Requirements: Give only the number of lines in the records below that contain the word "white".

(Stored data entries)
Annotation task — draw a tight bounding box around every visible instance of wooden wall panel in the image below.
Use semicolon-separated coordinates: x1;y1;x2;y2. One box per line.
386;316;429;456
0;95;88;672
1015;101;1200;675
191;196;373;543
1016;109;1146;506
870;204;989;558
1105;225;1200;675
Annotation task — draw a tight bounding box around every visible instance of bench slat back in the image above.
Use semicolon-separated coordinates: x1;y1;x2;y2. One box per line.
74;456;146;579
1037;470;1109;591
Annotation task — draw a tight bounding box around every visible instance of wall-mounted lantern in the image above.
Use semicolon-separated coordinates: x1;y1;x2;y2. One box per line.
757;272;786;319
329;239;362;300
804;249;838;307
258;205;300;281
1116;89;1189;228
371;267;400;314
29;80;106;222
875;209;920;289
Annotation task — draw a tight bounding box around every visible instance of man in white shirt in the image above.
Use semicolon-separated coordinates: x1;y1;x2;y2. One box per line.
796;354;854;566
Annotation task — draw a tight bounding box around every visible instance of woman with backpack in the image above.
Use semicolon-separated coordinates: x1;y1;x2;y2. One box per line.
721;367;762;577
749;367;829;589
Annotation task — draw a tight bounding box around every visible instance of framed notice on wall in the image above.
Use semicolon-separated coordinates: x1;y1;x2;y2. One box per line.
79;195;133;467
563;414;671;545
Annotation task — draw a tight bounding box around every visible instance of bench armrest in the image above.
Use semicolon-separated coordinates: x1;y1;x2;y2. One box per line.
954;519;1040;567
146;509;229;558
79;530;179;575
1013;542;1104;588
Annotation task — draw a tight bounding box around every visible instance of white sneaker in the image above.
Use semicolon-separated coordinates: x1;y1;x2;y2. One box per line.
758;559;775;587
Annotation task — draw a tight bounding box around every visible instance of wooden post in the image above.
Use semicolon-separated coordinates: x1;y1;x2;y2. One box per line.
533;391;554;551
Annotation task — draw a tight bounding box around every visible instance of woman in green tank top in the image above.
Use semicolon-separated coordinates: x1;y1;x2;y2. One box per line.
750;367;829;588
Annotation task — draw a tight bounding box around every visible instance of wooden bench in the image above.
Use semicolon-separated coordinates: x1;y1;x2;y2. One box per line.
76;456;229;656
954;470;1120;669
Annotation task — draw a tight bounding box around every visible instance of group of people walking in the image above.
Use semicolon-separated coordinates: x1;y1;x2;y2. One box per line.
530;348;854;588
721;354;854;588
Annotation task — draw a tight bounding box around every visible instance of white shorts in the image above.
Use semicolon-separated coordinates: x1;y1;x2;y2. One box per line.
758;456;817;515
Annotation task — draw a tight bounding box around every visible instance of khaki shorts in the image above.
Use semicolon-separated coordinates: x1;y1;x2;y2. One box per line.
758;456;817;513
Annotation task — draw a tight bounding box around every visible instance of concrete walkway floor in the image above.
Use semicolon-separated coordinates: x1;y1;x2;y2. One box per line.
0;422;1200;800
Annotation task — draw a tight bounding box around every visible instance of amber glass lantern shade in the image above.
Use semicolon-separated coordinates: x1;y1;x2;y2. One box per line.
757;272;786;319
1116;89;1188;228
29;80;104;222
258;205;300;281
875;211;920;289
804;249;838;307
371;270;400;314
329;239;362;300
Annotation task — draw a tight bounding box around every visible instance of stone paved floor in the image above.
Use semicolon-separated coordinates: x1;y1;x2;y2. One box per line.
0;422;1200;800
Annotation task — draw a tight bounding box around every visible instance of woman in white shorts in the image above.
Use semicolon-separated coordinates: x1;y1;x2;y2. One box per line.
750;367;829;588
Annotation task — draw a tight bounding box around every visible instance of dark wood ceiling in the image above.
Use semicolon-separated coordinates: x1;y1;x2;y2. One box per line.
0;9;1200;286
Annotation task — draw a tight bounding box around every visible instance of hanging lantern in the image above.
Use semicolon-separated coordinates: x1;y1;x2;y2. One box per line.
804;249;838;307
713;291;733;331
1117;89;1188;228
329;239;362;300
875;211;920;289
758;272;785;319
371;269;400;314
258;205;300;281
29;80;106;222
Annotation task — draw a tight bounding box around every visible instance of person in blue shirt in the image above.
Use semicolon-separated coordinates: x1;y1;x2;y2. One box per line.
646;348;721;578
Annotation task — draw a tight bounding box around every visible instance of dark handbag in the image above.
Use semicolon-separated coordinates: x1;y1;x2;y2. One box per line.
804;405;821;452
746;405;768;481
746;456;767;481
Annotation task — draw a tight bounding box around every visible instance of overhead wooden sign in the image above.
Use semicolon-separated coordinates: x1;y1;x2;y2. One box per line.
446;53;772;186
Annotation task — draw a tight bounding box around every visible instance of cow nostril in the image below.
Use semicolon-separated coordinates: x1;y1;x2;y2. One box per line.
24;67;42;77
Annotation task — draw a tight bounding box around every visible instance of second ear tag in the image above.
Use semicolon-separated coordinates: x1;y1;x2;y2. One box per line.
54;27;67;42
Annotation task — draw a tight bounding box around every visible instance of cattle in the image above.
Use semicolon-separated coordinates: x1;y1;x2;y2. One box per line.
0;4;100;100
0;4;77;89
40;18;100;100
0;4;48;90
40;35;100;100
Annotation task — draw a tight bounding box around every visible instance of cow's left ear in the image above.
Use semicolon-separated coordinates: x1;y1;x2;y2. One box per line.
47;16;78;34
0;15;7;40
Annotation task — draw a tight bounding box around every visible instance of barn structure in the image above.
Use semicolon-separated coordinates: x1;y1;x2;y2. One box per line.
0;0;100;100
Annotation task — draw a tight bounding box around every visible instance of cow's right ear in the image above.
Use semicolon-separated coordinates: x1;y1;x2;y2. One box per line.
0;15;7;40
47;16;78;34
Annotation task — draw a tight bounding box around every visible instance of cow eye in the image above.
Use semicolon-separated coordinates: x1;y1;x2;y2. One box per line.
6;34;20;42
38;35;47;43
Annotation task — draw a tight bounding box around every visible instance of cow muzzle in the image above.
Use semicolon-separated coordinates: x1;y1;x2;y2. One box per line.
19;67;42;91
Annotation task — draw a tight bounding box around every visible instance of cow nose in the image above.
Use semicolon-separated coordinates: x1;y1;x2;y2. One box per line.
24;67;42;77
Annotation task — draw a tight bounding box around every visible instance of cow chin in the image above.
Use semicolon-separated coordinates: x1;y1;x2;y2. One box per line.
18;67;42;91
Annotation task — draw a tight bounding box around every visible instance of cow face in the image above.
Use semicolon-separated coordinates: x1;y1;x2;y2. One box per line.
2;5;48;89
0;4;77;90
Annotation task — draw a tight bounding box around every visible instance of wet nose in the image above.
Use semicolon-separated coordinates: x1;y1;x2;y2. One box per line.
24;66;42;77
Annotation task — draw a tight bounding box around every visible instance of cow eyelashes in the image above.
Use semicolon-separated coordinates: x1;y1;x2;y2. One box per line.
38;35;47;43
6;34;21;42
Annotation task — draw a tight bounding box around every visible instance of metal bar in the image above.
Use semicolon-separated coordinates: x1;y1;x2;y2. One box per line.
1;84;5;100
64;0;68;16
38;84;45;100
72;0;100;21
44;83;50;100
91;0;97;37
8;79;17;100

Finished task: 4